* **OBJECTIVE**
Locate the line containing "Could you please locate the stone" in the material below; repeat it and every line after it, exactly as written.

* **SOURCE MATERIAL**
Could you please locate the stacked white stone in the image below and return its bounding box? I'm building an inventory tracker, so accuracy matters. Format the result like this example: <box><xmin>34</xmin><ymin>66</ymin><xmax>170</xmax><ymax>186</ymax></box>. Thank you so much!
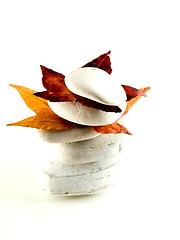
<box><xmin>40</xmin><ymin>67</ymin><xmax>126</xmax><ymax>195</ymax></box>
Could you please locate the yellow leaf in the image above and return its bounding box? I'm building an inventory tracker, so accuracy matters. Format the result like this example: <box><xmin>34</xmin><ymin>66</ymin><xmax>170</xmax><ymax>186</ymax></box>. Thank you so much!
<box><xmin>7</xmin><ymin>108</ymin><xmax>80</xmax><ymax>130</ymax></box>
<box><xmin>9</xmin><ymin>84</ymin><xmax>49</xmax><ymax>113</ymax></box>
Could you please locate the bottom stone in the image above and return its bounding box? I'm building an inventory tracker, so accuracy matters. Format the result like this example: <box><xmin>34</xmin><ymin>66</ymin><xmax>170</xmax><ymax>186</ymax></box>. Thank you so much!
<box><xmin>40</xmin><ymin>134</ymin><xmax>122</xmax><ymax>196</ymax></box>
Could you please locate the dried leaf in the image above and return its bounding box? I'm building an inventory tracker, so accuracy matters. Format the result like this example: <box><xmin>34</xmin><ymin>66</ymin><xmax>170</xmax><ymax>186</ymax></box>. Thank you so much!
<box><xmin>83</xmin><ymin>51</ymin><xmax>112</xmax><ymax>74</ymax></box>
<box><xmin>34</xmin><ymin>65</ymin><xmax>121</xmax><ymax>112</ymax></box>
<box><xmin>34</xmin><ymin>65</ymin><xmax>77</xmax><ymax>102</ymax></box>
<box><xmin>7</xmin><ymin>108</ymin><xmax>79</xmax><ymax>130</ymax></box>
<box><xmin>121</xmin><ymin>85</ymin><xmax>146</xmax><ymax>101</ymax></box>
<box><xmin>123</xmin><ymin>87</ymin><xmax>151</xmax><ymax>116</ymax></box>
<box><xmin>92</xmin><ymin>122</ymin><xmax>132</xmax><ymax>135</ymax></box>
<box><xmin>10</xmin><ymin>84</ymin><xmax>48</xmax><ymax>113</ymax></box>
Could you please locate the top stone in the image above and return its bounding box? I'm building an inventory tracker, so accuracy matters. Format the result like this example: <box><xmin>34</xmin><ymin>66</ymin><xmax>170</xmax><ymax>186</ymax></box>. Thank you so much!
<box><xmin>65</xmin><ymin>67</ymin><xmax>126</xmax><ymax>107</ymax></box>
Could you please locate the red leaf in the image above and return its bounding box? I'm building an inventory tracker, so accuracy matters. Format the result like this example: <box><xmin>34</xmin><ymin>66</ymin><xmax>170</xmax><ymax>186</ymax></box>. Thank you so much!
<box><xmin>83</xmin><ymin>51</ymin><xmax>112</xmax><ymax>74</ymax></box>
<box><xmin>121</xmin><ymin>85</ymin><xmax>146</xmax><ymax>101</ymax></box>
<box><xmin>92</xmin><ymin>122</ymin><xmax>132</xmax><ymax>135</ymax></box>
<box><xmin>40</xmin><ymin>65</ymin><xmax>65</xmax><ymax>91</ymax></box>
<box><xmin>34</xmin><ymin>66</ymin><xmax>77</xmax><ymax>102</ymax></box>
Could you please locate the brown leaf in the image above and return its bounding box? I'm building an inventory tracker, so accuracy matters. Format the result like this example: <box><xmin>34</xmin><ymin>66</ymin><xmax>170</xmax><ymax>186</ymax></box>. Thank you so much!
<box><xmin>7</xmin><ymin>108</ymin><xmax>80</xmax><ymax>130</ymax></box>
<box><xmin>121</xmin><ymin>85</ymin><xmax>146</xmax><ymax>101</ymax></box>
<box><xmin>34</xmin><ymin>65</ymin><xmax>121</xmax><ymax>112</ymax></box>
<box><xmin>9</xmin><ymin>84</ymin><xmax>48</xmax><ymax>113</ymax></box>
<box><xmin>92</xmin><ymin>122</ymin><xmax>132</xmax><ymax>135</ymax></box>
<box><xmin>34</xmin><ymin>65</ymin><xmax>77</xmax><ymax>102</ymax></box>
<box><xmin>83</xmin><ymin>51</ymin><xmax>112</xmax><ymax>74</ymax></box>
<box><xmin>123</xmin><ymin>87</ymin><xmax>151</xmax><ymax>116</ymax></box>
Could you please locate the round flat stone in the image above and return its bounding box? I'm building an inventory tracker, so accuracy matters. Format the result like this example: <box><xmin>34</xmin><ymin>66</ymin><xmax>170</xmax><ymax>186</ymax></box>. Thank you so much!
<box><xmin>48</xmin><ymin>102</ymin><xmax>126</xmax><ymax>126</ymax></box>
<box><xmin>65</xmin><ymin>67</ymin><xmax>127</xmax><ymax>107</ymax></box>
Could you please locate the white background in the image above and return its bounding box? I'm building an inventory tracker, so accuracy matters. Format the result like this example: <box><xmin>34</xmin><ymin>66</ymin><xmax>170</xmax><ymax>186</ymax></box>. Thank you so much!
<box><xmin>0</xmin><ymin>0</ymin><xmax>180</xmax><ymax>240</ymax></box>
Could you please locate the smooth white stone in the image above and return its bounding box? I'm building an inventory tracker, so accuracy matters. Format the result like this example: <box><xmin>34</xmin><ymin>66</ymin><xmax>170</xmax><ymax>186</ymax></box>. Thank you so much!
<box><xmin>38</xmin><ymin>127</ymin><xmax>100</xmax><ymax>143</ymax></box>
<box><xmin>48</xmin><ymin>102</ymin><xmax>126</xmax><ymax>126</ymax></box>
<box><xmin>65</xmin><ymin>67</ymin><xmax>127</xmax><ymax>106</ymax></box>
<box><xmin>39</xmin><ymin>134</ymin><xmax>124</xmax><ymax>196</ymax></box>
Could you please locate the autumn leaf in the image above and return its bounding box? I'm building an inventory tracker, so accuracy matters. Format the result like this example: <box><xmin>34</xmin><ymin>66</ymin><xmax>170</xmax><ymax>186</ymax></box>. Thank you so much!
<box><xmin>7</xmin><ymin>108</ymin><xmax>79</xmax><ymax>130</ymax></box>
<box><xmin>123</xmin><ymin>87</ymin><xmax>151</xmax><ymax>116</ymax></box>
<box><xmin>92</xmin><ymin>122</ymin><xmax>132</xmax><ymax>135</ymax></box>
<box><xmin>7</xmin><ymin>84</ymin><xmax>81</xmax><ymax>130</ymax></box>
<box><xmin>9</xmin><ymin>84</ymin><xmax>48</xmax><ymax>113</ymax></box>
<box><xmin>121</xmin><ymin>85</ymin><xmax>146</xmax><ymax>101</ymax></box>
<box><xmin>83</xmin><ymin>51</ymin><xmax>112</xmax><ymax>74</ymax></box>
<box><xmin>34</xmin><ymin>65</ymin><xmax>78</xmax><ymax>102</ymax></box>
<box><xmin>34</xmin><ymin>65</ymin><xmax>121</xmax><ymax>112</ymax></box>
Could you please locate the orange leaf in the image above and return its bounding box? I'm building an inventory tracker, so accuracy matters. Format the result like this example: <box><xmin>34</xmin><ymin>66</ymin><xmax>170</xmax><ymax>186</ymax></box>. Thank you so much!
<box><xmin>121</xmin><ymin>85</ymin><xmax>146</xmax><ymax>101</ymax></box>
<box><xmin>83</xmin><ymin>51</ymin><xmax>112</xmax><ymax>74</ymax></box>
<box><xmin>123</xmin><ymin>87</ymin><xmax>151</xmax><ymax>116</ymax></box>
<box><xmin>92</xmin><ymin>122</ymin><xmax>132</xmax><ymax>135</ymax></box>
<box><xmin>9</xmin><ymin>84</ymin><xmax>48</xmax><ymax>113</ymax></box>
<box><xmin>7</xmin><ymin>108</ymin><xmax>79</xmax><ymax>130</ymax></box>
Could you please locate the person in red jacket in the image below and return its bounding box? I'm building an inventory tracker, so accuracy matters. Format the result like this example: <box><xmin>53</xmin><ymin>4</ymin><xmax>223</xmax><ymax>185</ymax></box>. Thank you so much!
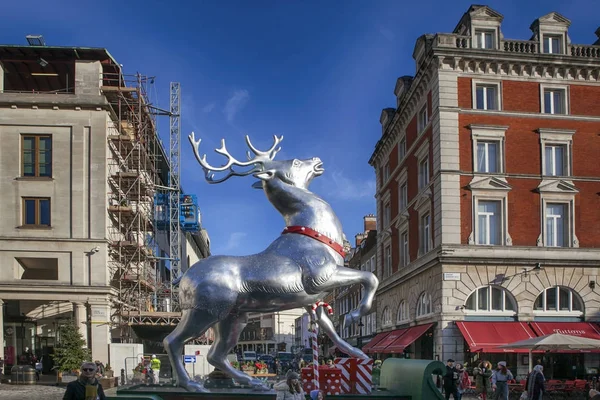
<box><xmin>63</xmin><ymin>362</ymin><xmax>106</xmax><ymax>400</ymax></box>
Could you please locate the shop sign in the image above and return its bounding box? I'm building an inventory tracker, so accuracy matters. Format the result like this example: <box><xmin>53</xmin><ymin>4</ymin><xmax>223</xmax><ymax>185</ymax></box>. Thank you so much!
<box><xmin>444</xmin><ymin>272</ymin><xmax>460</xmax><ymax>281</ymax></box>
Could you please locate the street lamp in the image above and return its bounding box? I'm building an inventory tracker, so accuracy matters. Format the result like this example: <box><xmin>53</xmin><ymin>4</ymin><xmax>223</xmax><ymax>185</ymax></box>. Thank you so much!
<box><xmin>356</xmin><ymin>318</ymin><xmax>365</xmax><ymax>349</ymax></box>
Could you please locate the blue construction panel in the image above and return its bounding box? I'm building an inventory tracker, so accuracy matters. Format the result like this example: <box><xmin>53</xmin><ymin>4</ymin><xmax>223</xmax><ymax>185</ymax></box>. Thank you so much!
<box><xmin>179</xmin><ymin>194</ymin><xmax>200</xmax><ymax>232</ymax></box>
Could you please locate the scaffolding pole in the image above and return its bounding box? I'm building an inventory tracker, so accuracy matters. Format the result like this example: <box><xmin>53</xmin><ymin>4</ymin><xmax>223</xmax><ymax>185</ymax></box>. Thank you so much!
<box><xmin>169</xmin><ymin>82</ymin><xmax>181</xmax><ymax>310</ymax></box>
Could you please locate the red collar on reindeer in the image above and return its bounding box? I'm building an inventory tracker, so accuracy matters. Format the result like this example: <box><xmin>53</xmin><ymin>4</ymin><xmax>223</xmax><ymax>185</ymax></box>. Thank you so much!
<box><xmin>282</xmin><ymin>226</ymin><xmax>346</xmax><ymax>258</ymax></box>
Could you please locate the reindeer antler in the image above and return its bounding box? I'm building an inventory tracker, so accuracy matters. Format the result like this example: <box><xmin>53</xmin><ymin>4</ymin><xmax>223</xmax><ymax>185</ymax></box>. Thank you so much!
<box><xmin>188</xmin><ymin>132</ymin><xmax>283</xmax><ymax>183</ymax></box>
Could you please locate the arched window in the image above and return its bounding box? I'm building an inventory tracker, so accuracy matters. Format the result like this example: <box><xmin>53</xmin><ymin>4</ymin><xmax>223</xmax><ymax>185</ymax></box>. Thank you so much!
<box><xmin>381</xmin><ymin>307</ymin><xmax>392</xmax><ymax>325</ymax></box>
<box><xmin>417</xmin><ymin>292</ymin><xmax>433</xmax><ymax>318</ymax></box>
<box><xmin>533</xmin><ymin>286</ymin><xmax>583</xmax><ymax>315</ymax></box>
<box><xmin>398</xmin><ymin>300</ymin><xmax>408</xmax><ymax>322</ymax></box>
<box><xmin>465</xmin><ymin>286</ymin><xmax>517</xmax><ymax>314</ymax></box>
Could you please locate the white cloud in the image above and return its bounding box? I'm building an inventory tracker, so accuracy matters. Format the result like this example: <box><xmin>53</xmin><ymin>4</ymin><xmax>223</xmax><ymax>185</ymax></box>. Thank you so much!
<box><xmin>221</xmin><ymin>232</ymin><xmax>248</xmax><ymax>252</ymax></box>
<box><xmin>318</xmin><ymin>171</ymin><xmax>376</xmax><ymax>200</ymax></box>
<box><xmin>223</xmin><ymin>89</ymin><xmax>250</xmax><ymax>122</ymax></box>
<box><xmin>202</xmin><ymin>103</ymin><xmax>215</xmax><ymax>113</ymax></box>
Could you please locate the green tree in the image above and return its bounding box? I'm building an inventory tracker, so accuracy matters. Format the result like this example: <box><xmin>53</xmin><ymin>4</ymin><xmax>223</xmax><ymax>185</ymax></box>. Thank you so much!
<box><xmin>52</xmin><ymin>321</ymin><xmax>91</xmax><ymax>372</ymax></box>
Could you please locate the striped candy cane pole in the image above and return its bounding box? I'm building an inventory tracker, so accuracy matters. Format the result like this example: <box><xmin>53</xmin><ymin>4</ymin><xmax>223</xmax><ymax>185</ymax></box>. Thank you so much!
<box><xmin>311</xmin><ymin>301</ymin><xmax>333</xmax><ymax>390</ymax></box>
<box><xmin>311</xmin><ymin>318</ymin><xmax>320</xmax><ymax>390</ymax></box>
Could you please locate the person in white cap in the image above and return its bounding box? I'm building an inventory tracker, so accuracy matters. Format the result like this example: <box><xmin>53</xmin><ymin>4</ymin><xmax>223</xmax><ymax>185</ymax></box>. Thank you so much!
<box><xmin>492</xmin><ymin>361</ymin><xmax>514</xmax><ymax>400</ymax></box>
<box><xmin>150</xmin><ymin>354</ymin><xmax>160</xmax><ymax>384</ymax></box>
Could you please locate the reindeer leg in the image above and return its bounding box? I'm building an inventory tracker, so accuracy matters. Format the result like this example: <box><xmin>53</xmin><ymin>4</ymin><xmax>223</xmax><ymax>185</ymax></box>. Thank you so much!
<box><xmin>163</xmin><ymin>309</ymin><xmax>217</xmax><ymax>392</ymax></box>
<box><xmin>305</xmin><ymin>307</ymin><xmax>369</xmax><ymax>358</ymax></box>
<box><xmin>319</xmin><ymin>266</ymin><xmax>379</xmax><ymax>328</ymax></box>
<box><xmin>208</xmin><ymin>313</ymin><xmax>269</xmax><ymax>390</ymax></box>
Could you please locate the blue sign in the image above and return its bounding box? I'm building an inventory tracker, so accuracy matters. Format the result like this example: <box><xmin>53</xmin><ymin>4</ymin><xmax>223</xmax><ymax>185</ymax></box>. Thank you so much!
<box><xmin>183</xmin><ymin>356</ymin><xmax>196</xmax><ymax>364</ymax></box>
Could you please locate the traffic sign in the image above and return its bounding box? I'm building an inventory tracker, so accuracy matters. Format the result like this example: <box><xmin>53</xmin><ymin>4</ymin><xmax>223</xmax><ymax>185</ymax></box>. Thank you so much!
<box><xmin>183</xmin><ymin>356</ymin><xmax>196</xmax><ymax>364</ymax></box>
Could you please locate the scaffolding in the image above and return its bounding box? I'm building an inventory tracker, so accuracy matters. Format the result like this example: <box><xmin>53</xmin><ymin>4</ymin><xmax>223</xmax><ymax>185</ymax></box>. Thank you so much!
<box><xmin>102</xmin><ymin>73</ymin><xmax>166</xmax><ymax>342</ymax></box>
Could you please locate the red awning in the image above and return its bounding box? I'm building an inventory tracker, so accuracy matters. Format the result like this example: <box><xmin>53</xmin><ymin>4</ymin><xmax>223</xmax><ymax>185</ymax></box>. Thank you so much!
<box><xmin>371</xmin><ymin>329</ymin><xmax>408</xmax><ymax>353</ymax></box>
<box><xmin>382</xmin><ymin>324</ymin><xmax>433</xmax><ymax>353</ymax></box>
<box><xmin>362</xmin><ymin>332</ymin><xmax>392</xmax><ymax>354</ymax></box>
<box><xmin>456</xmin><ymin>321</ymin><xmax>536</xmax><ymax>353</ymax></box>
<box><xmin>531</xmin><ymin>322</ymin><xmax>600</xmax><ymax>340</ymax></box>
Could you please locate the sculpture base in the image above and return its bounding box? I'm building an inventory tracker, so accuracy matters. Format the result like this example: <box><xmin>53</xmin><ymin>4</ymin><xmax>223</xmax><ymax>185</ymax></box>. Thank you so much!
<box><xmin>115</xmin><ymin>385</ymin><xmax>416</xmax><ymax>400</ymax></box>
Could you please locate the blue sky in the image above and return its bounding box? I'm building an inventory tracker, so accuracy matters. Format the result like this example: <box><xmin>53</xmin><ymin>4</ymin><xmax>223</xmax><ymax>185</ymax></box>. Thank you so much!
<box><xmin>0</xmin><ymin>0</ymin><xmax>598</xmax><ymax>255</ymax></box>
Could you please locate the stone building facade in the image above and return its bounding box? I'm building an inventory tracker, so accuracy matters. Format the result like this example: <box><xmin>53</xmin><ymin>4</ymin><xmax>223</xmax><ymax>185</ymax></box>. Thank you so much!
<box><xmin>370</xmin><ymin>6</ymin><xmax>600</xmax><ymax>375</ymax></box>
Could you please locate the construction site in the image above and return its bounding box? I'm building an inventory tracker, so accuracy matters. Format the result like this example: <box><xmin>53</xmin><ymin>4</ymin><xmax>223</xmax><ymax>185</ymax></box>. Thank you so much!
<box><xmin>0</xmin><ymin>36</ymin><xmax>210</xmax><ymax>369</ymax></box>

* **COMPLETE RESPONSE**
Could you please locate the stone building facade in the image above and return its bounding box? I'm building an inventory tracker, so accuracy matters. Format the result like this example: <box><xmin>53</xmin><ymin>4</ymin><xmax>223</xmax><ymax>185</ymax></box>. Thank you so much!
<box><xmin>370</xmin><ymin>6</ymin><xmax>600</xmax><ymax>375</ymax></box>
Could you please locate the construction site in the image above and return its bounding box? I'm building an inventory tracker, so accuracy matters. Format the result like this example: <box><xmin>53</xmin><ymin>4</ymin><xmax>223</xmax><ymax>185</ymax></box>. Thank you so much!
<box><xmin>0</xmin><ymin>36</ymin><xmax>210</xmax><ymax>369</ymax></box>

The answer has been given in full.